(Stored data)
* * *
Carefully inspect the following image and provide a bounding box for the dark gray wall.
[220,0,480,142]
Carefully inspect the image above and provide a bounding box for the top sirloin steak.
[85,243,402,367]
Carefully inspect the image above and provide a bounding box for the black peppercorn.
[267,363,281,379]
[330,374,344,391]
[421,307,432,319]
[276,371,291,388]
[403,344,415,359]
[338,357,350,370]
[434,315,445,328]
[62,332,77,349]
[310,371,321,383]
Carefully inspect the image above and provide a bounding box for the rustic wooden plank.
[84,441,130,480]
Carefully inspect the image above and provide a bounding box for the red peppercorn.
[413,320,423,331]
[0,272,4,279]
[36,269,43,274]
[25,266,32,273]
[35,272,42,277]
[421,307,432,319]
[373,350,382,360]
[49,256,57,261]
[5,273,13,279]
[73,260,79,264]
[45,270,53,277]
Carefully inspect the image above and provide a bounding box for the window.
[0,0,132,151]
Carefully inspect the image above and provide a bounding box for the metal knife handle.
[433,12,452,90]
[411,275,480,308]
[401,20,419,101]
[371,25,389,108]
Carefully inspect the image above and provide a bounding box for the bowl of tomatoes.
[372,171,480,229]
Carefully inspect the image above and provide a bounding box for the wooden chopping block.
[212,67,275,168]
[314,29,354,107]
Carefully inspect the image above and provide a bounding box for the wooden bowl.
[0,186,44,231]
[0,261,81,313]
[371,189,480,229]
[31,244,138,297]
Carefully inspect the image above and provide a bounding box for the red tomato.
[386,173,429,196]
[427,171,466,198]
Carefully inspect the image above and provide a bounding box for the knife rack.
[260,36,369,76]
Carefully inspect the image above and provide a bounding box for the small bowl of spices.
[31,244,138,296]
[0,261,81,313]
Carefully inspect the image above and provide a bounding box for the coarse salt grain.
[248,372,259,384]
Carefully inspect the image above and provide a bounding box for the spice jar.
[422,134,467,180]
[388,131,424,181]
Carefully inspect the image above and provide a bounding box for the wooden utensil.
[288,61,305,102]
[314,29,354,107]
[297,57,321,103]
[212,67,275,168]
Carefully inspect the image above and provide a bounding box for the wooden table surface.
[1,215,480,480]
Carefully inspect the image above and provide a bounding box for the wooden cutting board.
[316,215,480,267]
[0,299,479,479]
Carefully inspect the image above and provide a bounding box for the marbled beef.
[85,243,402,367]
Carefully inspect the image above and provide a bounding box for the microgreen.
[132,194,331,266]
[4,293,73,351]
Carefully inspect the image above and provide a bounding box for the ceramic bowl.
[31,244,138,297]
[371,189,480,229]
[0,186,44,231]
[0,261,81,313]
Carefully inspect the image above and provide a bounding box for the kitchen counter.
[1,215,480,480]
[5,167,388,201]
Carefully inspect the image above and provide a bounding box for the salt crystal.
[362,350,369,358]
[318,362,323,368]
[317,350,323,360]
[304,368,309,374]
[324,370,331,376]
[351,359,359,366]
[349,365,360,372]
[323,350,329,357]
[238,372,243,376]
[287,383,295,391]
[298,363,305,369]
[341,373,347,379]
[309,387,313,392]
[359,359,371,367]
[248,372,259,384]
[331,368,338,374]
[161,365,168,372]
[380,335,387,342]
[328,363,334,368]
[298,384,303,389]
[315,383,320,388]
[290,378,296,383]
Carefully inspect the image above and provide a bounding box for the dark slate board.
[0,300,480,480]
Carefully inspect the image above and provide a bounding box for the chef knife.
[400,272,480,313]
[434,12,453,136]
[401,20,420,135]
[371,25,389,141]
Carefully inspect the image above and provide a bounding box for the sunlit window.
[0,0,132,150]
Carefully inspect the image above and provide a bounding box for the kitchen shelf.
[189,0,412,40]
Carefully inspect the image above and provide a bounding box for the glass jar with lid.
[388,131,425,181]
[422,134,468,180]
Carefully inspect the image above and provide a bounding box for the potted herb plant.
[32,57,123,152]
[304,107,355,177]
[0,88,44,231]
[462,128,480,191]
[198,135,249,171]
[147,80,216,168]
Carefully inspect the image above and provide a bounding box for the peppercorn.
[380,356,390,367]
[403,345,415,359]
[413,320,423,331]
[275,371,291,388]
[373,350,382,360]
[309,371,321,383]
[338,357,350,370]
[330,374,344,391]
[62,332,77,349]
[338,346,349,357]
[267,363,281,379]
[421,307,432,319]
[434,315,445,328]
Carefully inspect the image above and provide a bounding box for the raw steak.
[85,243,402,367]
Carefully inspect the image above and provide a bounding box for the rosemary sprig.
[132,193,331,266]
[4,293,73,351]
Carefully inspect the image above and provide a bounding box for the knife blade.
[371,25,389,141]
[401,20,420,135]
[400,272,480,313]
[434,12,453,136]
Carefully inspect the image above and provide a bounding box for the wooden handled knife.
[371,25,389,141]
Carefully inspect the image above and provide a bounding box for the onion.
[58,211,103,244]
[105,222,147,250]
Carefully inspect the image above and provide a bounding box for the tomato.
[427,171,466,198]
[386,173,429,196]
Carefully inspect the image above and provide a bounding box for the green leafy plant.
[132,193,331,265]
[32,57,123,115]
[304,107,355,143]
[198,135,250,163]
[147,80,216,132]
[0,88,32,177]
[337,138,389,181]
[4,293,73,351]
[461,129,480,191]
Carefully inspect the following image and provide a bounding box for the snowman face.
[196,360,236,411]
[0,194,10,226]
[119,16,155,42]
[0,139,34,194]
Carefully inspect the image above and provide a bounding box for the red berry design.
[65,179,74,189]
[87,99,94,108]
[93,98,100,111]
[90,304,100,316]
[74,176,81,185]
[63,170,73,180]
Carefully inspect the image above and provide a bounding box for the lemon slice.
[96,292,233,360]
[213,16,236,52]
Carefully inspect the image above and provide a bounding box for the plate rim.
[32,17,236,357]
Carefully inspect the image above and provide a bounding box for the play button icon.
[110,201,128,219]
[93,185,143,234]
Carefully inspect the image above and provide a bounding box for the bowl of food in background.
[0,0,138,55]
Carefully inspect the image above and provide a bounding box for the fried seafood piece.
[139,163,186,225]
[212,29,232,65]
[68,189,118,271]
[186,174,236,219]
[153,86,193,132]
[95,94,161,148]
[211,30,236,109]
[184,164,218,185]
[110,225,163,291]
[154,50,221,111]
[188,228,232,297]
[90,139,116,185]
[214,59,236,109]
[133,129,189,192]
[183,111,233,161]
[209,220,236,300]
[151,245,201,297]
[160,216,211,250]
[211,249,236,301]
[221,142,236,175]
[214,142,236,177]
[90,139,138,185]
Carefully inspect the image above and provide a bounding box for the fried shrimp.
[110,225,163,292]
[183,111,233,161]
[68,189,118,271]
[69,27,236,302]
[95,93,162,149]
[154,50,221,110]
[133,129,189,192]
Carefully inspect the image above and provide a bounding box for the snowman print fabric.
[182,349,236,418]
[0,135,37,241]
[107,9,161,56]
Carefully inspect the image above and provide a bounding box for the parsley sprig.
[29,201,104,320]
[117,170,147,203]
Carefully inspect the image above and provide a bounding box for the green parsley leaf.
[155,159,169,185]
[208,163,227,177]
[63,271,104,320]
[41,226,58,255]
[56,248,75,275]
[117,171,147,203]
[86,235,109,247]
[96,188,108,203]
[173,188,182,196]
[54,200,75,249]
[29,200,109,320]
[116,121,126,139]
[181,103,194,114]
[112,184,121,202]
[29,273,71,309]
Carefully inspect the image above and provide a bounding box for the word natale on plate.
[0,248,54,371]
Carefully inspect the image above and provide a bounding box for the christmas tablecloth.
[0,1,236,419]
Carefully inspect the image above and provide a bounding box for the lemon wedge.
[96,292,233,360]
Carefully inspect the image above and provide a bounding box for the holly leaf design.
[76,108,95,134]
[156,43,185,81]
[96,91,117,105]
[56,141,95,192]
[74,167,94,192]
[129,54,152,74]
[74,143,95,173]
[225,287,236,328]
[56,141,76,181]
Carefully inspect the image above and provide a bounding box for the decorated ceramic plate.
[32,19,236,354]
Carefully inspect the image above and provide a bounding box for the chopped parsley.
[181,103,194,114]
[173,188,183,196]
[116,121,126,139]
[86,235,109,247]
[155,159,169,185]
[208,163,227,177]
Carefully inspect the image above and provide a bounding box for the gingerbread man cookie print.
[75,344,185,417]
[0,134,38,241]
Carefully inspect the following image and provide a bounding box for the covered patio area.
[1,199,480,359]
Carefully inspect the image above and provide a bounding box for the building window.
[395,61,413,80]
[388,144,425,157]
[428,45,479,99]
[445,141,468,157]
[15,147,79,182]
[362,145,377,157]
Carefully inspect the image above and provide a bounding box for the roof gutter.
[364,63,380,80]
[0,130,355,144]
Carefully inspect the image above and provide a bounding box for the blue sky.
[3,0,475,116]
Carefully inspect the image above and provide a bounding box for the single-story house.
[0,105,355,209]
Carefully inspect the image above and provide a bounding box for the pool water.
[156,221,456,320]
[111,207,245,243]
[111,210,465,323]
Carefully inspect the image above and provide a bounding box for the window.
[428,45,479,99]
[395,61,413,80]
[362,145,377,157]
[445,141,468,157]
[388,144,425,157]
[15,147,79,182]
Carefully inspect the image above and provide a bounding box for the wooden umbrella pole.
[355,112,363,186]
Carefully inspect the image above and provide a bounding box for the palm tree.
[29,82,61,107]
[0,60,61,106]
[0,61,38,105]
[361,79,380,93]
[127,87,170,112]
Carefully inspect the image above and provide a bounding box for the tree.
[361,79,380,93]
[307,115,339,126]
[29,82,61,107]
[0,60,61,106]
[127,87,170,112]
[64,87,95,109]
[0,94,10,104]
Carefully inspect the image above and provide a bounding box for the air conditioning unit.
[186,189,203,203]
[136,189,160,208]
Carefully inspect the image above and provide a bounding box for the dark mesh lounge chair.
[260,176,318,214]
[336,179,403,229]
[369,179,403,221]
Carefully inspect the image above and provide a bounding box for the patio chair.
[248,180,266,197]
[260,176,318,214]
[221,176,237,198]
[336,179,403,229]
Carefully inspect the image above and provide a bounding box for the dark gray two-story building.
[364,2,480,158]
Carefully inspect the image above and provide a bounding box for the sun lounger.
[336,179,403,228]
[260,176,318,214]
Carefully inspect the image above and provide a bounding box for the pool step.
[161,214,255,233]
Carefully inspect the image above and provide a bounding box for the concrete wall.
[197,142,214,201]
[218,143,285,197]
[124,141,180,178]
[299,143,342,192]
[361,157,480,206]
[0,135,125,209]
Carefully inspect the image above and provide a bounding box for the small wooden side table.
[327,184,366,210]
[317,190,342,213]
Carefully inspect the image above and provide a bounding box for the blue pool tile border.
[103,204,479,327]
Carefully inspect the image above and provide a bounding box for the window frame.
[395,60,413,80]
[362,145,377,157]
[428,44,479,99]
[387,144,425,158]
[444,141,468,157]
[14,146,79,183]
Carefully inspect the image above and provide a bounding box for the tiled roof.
* * *
## WHAT NEEDS TO BE DONE
Your task is to write out, exactly, the line that holds "mesh lounge chair." and every line after it until the records end.

## EXERCISE OUTPUT
Carefully inspect the image above and provide a bounding box for the dark mesh lounge chair.
[260,176,318,214]
[336,179,403,229]
[369,179,403,221]
Carefully inspect the image above and provide a bounding box for the patio chair.
[248,180,266,197]
[260,176,318,214]
[221,176,237,198]
[336,179,403,229]
Carefully inspect the image above and provide a bounding box for the dark gray two-story building.
[364,2,480,158]
Carefully inspect the image above and provide a bounding box for the sun lounger.
[336,179,403,228]
[260,176,318,214]
Carefully inspect the image above and provide a bounding box for the pool step.
[161,214,255,233]
Carefully inspect the image above and provide a bounding box for the concrete wall.
[197,142,214,201]
[218,143,285,197]
[124,141,180,178]
[299,143,342,192]
[361,157,480,206]
[0,135,125,209]
Carefully inspect the image above and provide a bounding box for the small wooden side table.
[327,184,366,210]
[317,190,342,213]
Carefully inspect the image above and provide a bounding box for the blue pool tile border.
[103,204,479,327]
Carefully inspect the image above and provide a bounding box for the window frame.
[395,60,413,80]
[362,145,377,157]
[428,44,479,99]
[387,144,425,158]
[444,141,468,157]
[14,146,79,183]
Carefully inspect the image above and provide a bounding box for the tiled roof.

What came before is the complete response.